Data provided:
____
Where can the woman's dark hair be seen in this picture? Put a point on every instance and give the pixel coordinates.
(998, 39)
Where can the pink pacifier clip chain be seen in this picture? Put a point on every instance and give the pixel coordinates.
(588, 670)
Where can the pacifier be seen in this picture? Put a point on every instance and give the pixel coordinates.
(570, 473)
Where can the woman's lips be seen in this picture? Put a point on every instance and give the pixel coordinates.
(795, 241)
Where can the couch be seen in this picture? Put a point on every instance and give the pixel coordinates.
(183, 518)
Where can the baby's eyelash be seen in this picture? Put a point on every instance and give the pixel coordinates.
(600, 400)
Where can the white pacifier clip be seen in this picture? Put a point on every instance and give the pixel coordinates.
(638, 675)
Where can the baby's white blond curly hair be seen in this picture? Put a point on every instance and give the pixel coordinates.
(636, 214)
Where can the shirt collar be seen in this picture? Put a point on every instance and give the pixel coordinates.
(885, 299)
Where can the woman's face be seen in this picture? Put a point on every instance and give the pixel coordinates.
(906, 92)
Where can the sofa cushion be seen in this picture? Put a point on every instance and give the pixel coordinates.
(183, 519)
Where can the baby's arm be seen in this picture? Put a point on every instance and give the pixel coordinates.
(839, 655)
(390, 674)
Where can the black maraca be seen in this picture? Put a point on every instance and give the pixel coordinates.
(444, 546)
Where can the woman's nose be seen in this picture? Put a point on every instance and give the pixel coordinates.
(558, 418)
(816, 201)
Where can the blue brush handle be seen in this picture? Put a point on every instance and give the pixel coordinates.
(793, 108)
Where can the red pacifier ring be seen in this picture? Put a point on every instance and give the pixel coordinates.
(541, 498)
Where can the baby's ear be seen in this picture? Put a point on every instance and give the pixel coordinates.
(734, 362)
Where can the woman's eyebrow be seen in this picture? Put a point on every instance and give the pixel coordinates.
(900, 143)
____
Work to be completed: Give an exact reproduction of the lines from the one with "Where can the baby's ear" to the final line of the entries, including both.

Expected output:
Where can the baby's ear be seen in this picture? Put a point on every instance and give the pixel coordinates.
(734, 362)
Where can the woman's eyebrow be seen in this picture? Put a point on every instance and give the pixel coordinates.
(900, 143)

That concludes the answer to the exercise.